§ Passage:
━━━━━━━━━━━━━━━━━━━━━━━━━━━━━━
There is a chance you aren’t familiar with Helen Gurley Brown. However, you are probably aware of the magazine she ran for several decades—Cosmopolitan. She was highly responsible for making Cosmopolitan the huge success it is to this day. And she did it by convincing readers there is more to life than getting a wedding ring on your finger and changing poopy diapers.

I’m not the biggest Cosmopolitan fan. On my coffee table are magazines like Bust, Martha Stewart Living, and The Nation. But I always appreciated how Ms. Gurley Brown (who didn’t marry til later in life and never had children of her own) told readers that men are wonderful, but not all that life to offers. Women should have fulfilling lives that include careers, entertaining, hobbies, and a fun social life.
━━━━━━━━━━━━━━━━━━━━━━━━━━━━━━
§ Problem details:
Answer these questions about the passage on Helen Gurley Brown above:
(a) Which magazine did she run for several decades?
(b) Which magazines does the writer name as sitting on the coffee table?
(c) According to the passage, what should women's fulfilling lives include?

§ Records:
━━━━━━━━━━━━━━━━━━━━━━━━━━━━━━
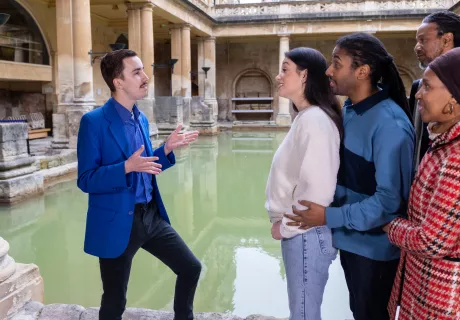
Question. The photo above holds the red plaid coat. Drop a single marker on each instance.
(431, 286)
━━━━━━━━━━━━━━━━━━━━━━━━━━━━━━
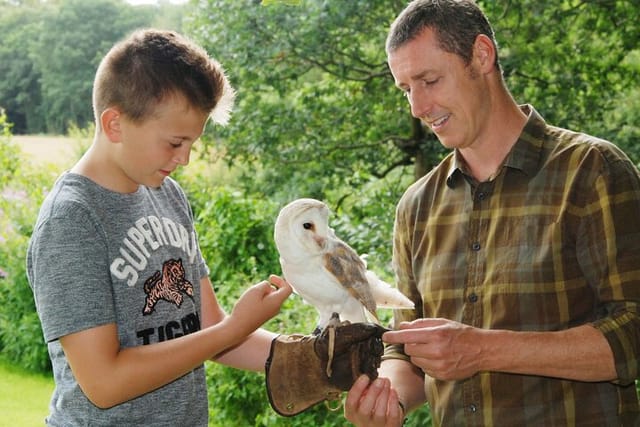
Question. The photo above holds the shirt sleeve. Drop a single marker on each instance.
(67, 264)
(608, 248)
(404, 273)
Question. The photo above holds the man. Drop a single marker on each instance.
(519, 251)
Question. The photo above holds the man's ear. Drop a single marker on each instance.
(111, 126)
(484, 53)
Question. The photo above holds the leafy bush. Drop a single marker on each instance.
━━━━━━━━━━━━━━━━━━━━━━━━━━━━━━
§ Response to this task:
(a) Cosmopolitan.
(b) Bust, Martha Stewart Living, and The Nation.
(c) Careers, entertaining, hobbies, and a fun social life.